→ **Exercise directions**
Copy every record below verbatim, line for line, without altering any wording, punctuation, or spacing.
___ Records for processing
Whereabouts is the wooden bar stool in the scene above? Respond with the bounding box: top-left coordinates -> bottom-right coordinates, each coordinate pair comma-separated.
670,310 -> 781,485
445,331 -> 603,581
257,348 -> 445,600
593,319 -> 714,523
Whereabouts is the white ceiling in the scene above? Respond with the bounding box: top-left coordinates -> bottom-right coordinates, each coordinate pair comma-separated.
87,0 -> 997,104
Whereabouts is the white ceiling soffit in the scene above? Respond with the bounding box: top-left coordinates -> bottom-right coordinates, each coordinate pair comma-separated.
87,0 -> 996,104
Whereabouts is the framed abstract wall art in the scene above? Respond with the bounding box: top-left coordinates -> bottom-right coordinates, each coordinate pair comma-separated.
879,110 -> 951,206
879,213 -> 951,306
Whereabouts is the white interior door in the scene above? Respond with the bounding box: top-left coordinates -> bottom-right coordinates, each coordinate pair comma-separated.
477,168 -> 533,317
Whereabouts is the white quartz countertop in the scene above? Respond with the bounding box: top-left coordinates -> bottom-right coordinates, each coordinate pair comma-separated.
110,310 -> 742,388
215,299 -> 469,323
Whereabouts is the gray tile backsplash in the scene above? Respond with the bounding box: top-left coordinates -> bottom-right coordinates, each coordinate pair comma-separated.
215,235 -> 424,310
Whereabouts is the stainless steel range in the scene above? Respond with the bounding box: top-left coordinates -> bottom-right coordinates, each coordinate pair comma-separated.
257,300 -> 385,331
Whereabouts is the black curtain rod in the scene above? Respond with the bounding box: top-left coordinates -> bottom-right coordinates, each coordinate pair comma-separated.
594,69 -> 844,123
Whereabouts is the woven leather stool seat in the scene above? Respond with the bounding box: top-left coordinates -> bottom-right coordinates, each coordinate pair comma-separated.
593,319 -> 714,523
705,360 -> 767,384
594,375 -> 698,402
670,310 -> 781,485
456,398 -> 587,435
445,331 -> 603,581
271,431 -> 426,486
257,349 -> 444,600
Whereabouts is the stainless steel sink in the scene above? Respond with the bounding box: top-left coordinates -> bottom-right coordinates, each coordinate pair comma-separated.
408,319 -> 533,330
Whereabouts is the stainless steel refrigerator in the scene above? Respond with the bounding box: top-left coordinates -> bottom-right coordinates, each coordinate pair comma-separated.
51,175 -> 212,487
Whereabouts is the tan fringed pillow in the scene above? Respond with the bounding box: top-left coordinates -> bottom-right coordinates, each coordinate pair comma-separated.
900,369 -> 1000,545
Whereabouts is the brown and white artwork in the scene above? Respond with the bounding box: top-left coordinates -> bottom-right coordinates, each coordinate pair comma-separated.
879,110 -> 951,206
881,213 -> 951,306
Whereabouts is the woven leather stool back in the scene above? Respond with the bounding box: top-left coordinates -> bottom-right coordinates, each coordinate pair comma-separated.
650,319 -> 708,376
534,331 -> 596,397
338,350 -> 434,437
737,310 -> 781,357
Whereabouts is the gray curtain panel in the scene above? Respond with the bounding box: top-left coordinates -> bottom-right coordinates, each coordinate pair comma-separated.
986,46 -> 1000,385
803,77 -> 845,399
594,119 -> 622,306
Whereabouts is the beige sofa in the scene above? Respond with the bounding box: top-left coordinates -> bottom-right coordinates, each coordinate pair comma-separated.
______
→ **Complete output**
Whereabouts is the wooden bar stool in the scene above? Respond with the bounding box: top-left coordinates -> bottom-right coordinates, each coordinate pair comma-separated.
670,310 -> 781,485
445,331 -> 603,581
257,348 -> 445,600
593,319 -> 714,523
Whereabouts is the white ceiling in the scene above? Respond with the bounding box: top-left coordinates -> bottom-right coordinates, each coordinate pair comma-separated.
87,0 -> 997,104
Whereabouts is the white ceiling soffit in the scene above? Respond with the bounding box: top-left coordinates -> bottom-right coordinates, each coordinate pair comma-separated.
87,0 -> 996,104
Whereabouts is the framed abstract wall art in the scene above? Respond with the bounding box: top-left coordinates -> bottom-right coordinates, each coordinate pair comma-separated.
879,110 -> 951,206
879,213 -> 951,306
Whereabouts is the white interior door in the scene above? Respond with the bounding box: top-left coordinates -> bottom-right coordinates, each coordinate pair comma-separated.
477,168 -> 533,317
Whereabouts is the white quartz countertop in the scene above? Respond with the bounding box: top-left coordinates -> bottom-right coordinates, each coordinate pair comma-separated.
110,310 -> 742,388
215,299 -> 469,323
Whereabouts is the gray tile backsplash in the scene above? Respond with the bounding box: top-left coordinates -> bottom-right coordinates, each coordinate pair comma-separated.
215,235 -> 424,310
Whereabouts is the stainless steel range in the scene above? Respond with the bounding box: top-left coordinates -> bottom-right coordinates, each coordinate pair comma-separated.
257,300 -> 385,331
Whereabouts is the black curtain rod in the scene above? Respond with the bounding box: top-left coordinates -> bottom-right coordinates, each coordinate pair comma-separated.
594,69 -> 844,123
Whereabouts is the woven leather stool seat in the scene above? Respond with the bounding box: top-left coordinates -> bottom-right coordinates, each coordinate pair comma-separated.
593,319 -> 714,523
705,360 -> 767,384
594,375 -> 698,402
670,310 -> 781,485
456,398 -> 587,435
445,331 -> 603,581
271,431 -> 426,486
257,349 -> 444,600
Whereabouts is the stainless steel sink in the scene above? Respond with the bounding box: top-left coordinates -> bottom-right coordinates, each coordinate pair comma-separated.
408,319 -> 533,330
Whereabouts is the stainless steel refrigerator in the scene above? Respond with the bounding box: top-left coordinates -> bottom-right coordinates, each coordinate pair comma-separated.
51,175 -> 212,487
Whereabouts is the tan fringed pillow in the scene above? Respond with the bounding box: top-left coordinates -> bottom-right coordinates, each coordinate pair comma-separated.
900,369 -> 1000,545
Whereabouts is the brown and white artwork in the scene above? Respond with the bounding box: top-left coordinates -> bottom-right coordinates, each coordinate pair comma-separated.
879,110 -> 951,206
881,213 -> 951,306
Whereabouts is the woven leather stool back in the scene above? Respond with the bounding box: top-left coordinates -> bottom-right coordinates, each coordinate pair comma-separated.
650,319 -> 708,376
534,331 -> 596,397
338,350 -> 434,437
737,310 -> 781,357
Whereabouts is the gray curtain panel in the scene above? Respond with the bounding box: top-left coordinates -> bottom-right coordinates, each coordinate pair comma-separated.
986,46 -> 1000,385
803,77 -> 845,399
594,119 -> 622,306
Whereabouts is the beige sofa in the scene above? Respond with the bounding box: top-left coordinates -> bottom-right coordinates, each coordinate pair comma-separated.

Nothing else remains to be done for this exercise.